● Ziel der Aufgabe:
Wie beschreibt sich Alexandra im Textauszug beruflich?

● Textauszug:
+++

Meine Erfahrung ist Teil meiner Geschichte und sie gibt mir heute die Kraft, anderen Frauen zu sagen:
Du bist nicht allein. Und du bist nicht falsch.
Ich würde hier jetzt total gerne schreiben: Wenn du etwas Ähnliches erlebt hast und Hilfe beim Aufarbeiten brauchst, dann melde dich bei mir. Da ich leider noch keine Traumaberaterin bin, kann ich dir nur ein offenes Ohr leihen für einen Austausch von Mutter zu Mutter.
Ich bin Alexandra – Mentorin für kreative Businesschaotinnen, die Struktur wollen, ohne sich in Planungstabellen zu verlieren. Ich unterstütze dich dabei, dein Chaos nicht wegzudrücken, sondern liebevoll zu sortieren. Mit klaren Prioritäten, selbstfürsorglicher Planung und einem strukturbefreiten System, das wirklich zu dir passt. In meinem Blog teile ich Impulse, Tools und Gedanken für alle, die sich zwischen Ideenflut und Alltag nicht selbst vergessen wollen. Wenn du lernen willst, wie du dich selbst organisierst, ohne dich zu verbiegen – dann bist du hier genau richtig.
Liebe Alexandra, bei solchen Berichten bin ich wieder froh, dass ich selbst keine Kinder habe. Für mich ist das echt der Horror, wie oft mit so vielen Frauen so verächtlich umgegangen wird. Während sie solche Hochleistungen bringen. Und da wundern sich manche dann, dass die Geburtszahlen so niedrig sind. Mal ganz abgesehen von der immer schlechteren Versorgungslage und wie Hebammen das Arbeiten finanzielle immer schwerer gemacht wird.

+++

● Quelldaten:
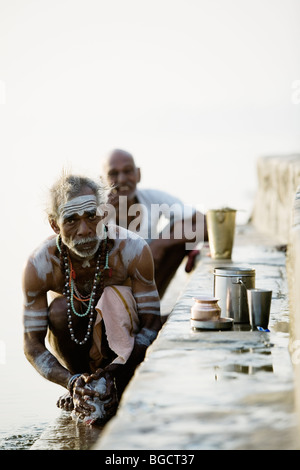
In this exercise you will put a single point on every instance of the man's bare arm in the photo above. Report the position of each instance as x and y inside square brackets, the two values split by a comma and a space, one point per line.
[35, 320]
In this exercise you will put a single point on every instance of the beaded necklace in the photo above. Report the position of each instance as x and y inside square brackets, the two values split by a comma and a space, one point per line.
[70, 287]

+++

● Antwort zur Aufgabe:
Als Mentorin für kreative Businesschaotinnen, die Struktur wollen, ohne sich in Planungstabellen zu verlieren.